→ Goal:
Put the lines of the entries from the one containing "bell for player-tracking calibration." through the one containing "[0,419,1200,587]", inclusive, into a Markdown table with the columns Number and Line, leaving out blank lines.

→ Exercise inputs:

** START **

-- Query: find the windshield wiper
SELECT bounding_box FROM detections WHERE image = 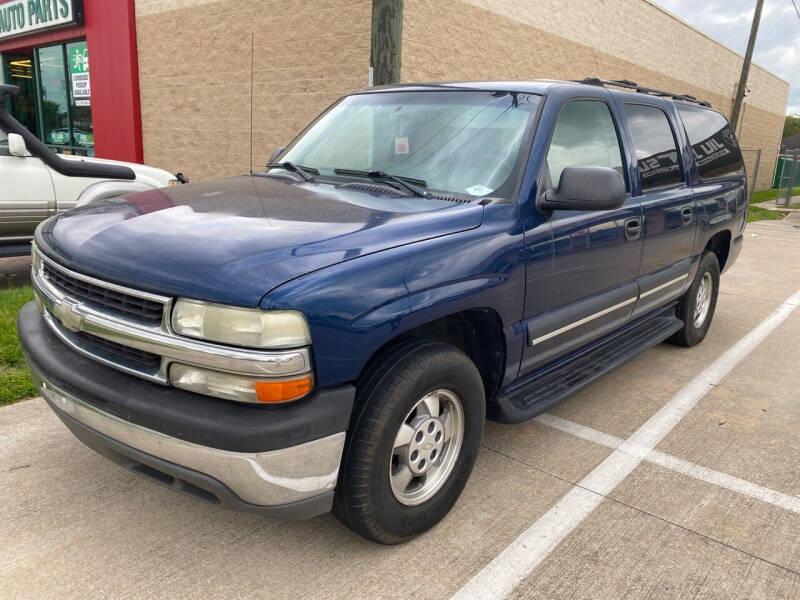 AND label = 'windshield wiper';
[333,169,431,198]
[267,160,319,182]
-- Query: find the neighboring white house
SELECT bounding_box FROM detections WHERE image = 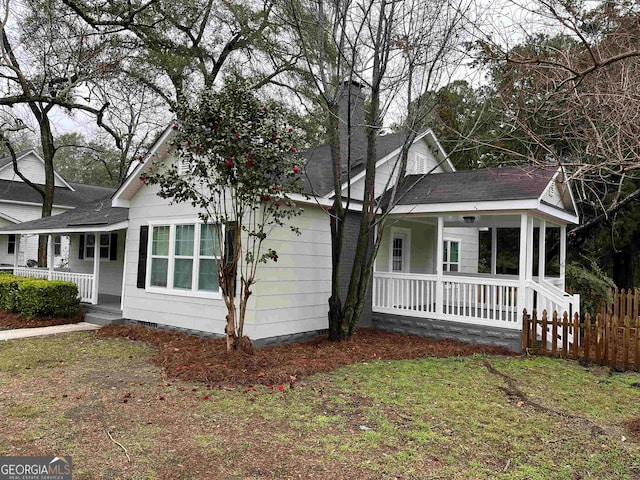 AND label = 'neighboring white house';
[0,150,114,266]
[0,84,578,350]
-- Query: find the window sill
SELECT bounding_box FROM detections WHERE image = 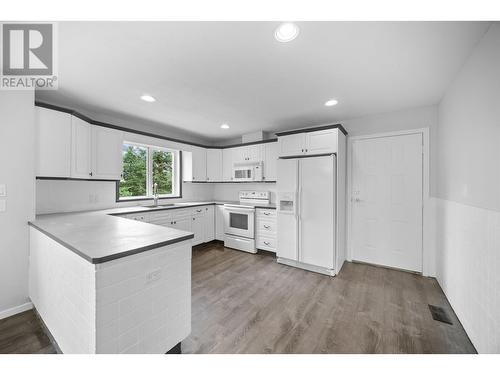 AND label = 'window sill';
[116,195,182,203]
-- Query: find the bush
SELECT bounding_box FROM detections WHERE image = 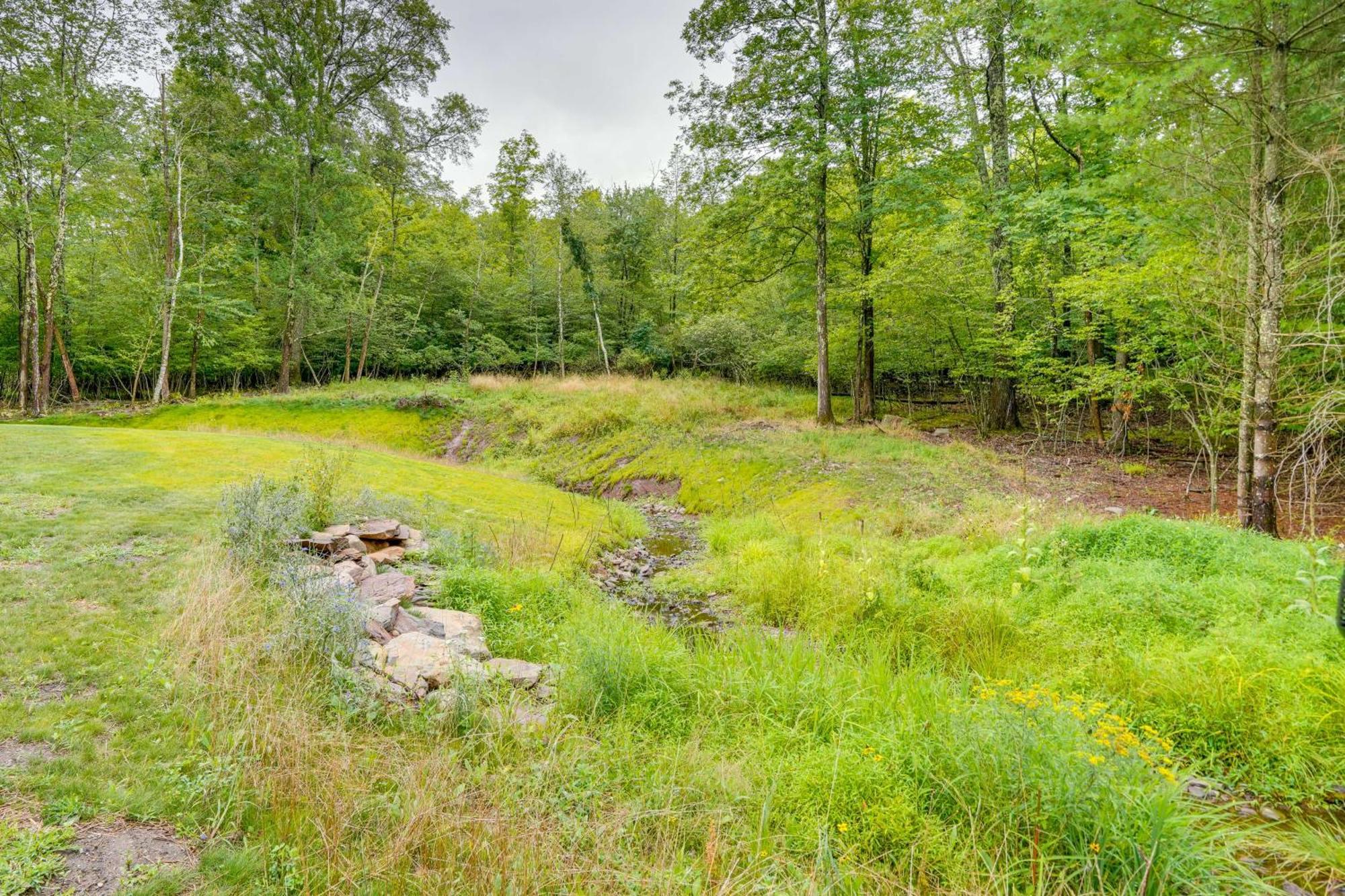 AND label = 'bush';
[295,451,348,529]
[222,477,309,568]
[616,345,654,376]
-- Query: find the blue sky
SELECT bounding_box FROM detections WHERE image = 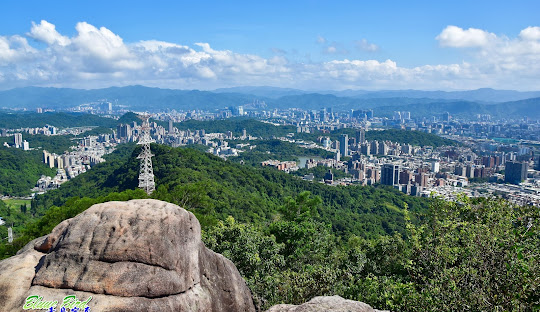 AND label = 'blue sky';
[0,0,540,90]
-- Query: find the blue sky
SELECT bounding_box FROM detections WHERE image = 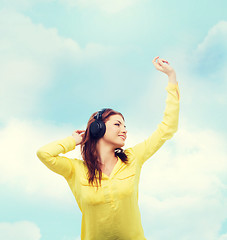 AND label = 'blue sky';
[0,0,227,240]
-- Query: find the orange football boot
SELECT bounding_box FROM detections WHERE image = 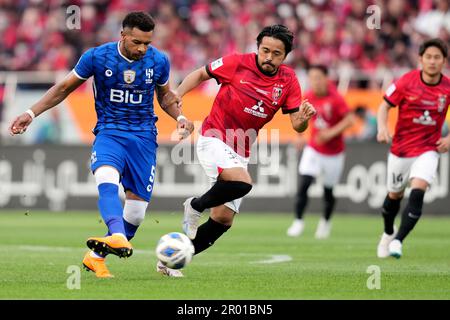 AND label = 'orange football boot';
[83,251,114,278]
[86,234,133,258]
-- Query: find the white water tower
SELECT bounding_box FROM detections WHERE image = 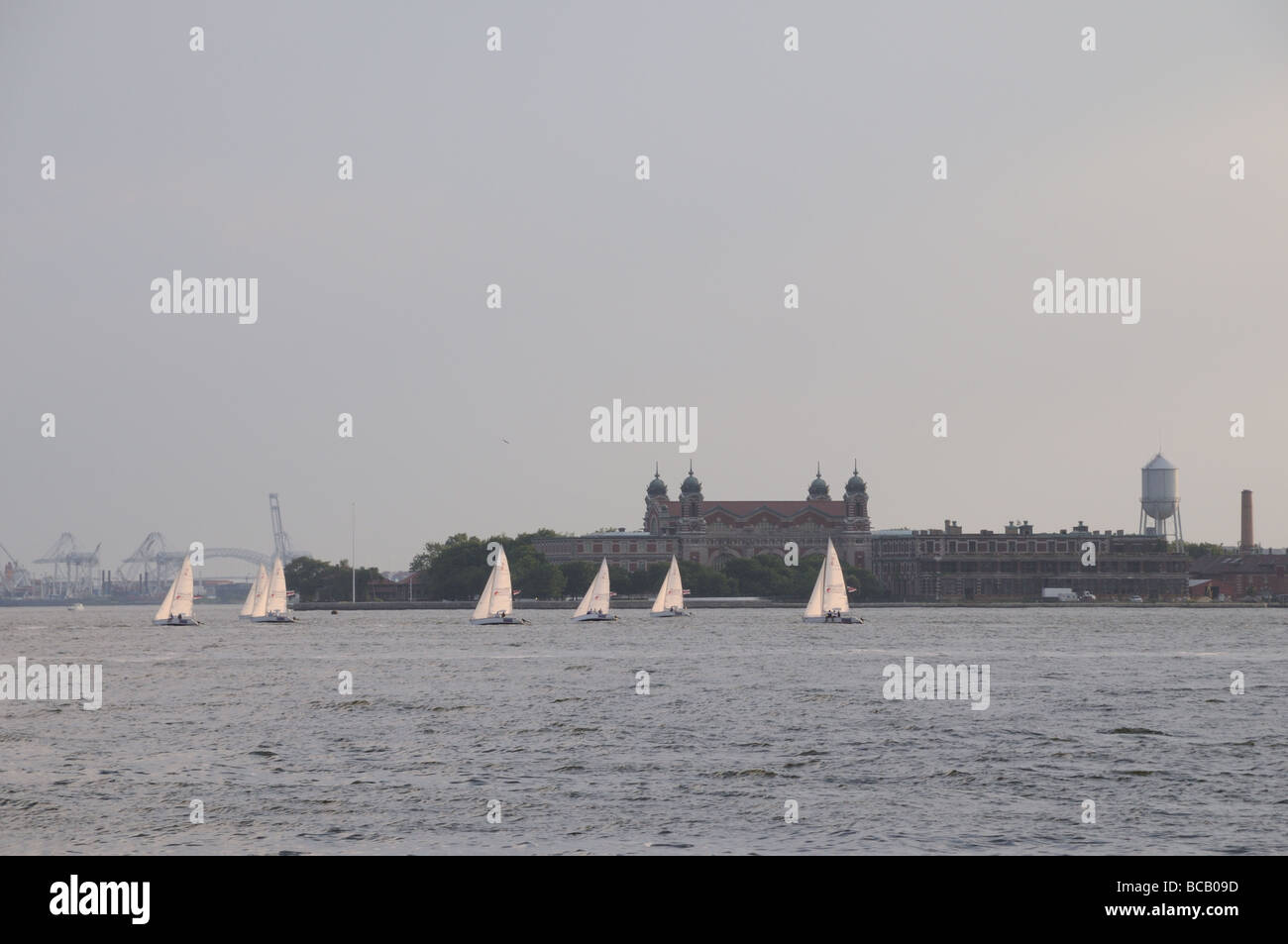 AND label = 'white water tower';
[1140,452,1185,546]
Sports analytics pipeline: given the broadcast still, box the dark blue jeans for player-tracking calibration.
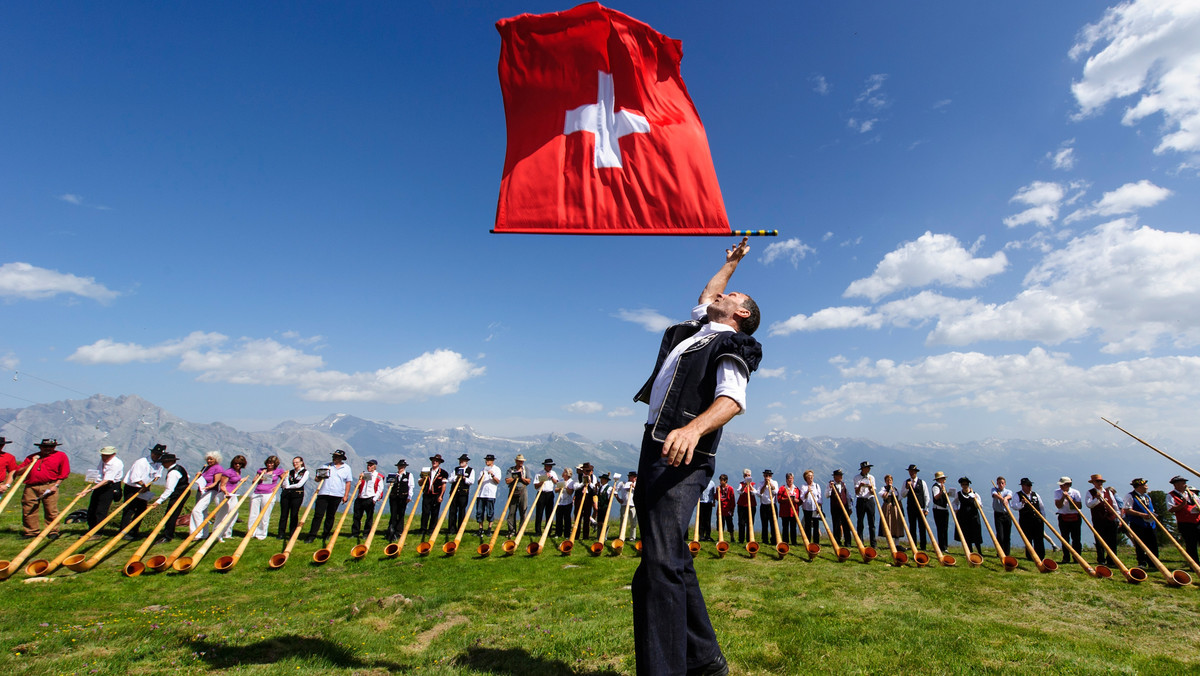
[632,429,721,676]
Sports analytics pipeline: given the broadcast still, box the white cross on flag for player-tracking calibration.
[494,2,731,234]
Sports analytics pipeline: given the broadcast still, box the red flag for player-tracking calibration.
[496,2,730,234]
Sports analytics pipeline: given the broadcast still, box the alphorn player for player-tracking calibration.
[900,465,931,551]
[1166,475,1200,561]
[1016,477,1046,561]
[1054,477,1084,564]
[13,439,71,540]
[504,453,533,539]
[991,477,1019,555]
[1124,477,1158,568]
[1075,474,1122,566]
[388,460,416,543]
[632,239,762,676]
[154,453,188,545]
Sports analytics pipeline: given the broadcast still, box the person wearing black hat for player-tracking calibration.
[388,460,416,543]
[16,439,71,540]
[854,460,875,548]
[421,453,450,536]
[533,457,558,533]
[304,449,354,543]
[631,239,762,676]
[1016,477,1046,561]
[154,453,188,544]
[0,437,17,495]
[900,465,932,551]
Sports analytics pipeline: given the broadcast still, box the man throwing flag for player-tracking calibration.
[632,239,762,676]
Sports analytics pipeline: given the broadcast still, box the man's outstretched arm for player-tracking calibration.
[700,237,750,305]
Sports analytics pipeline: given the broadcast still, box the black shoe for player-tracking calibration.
[688,654,730,676]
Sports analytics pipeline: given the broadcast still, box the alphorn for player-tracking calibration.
[266,479,325,570]
[312,479,364,566]
[475,479,518,556]
[121,472,200,578]
[500,491,540,556]
[62,504,163,573]
[0,484,95,580]
[0,456,41,514]
[908,497,958,566]
[558,485,588,556]
[992,483,1058,573]
[526,481,566,556]
[608,489,634,555]
[383,474,430,558]
[829,493,878,563]
[212,472,283,573]
[170,474,259,573]
[892,491,929,568]
[146,478,246,573]
[770,492,792,561]
[1033,499,1112,578]
[971,486,1017,575]
[416,472,462,556]
[1067,495,1146,585]
[350,484,396,558]
[688,499,700,558]
[787,493,821,561]
[442,481,484,556]
[1103,499,1192,587]
[871,486,908,566]
[946,491,988,568]
[588,486,617,556]
[817,503,850,563]
[25,493,145,575]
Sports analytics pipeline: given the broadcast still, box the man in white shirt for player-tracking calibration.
[121,443,167,540]
[475,453,500,537]
[88,445,125,539]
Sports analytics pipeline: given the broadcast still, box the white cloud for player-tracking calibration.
[804,348,1200,437]
[613,309,676,334]
[1069,0,1200,154]
[842,232,1008,301]
[1063,179,1171,223]
[67,331,485,402]
[762,238,817,268]
[563,401,604,414]
[0,263,119,303]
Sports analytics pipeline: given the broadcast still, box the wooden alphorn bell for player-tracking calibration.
[871,486,908,566]
[266,479,325,570]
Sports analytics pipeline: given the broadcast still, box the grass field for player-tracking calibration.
[0,483,1200,676]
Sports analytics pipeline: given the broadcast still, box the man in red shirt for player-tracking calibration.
[17,439,71,540]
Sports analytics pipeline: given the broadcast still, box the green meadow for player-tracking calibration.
[0,481,1200,676]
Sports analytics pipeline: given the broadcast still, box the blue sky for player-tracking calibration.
[0,0,1200,448]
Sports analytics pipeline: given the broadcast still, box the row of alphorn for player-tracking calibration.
[0,419,1200,587]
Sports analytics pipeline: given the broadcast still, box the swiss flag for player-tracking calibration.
[496,2,731,234]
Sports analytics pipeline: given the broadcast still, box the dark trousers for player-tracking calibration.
[700,502,713,540]
[631,430,721,676]
[854,497,875,546]
[350,497,374,538]
[308,495,342,539]
[280,489,304,538]
[758,504,779,545]
[804,509,821,544]
[907,504,929,551]
[121,484,150,538]
[991,512,1013,556]
[1058,514,1084,563]
[1018,518,1046,561]
[88,484,121,530]
[829,497,852,546]
[934,509,950,552]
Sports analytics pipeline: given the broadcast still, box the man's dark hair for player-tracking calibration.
[738,295,762,336]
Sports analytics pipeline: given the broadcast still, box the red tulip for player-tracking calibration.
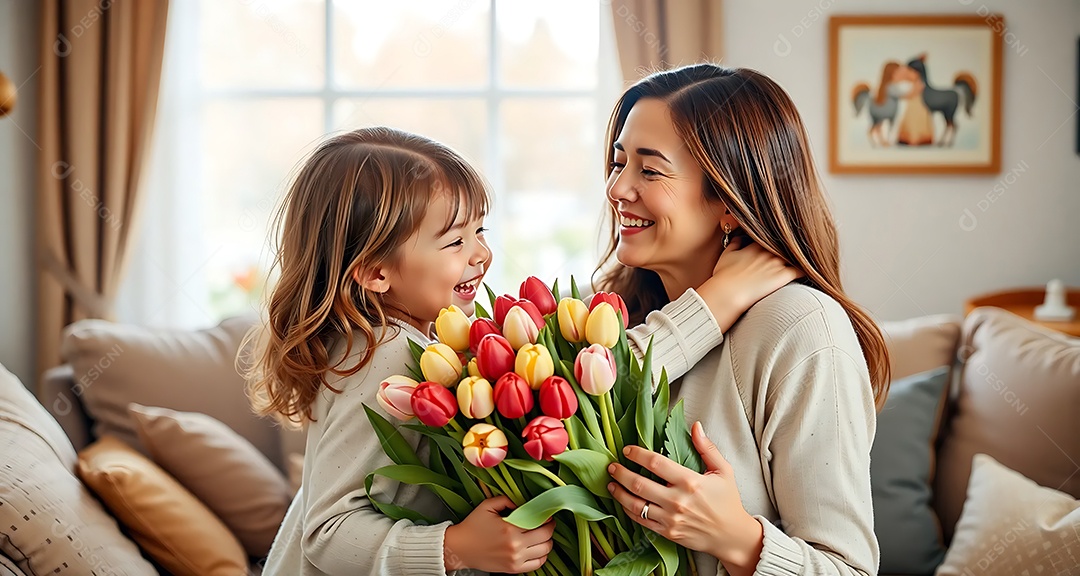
[495,372,534,418]
[469,318,501,356]
[495,295,517,326]
[540,376,578,420]
[476,334,517,381]
[517,276,558,316]
[522,416,570,460]
[589,292,630,327]
[411,381,458,428]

** END **

→ Complete response:
| Number | Line |
|---|---|
| 1 | Sports analytics pipeline: given the broadcast still, box the wooden alphorn bell for player-tracking calibration. |
| 2 | [871,486,908,566] |
| 3 | [266,479,325,570] |
| 4 | Sports analytics pipeline: given the broadcast still, box the grass field for player-tracking calibration. |
| 5 | [0,483,1200,676] |
| 6 | Sports analytics pipeline: given the broadcast still, box the man in red shirt for player-tracking calibration. |
| 7 | [17,439,71,540] |
| 8 | Sports analytics pipeline: given the broadcast still, box the green meadow for player-tracking calibration. |
| 9 | [0,481,1200,676] |
| 10 | Sports analytics pipeline: given the broadcast still, box the blue sky for player-tracking calibration. |
| 11 | [0,0,1200,448] |
| 12 | Sports analytics pipeline: given the broadcast still, box the row of alphorn for player-tracking calibration. |
| 13 | [0,419,1200,587] |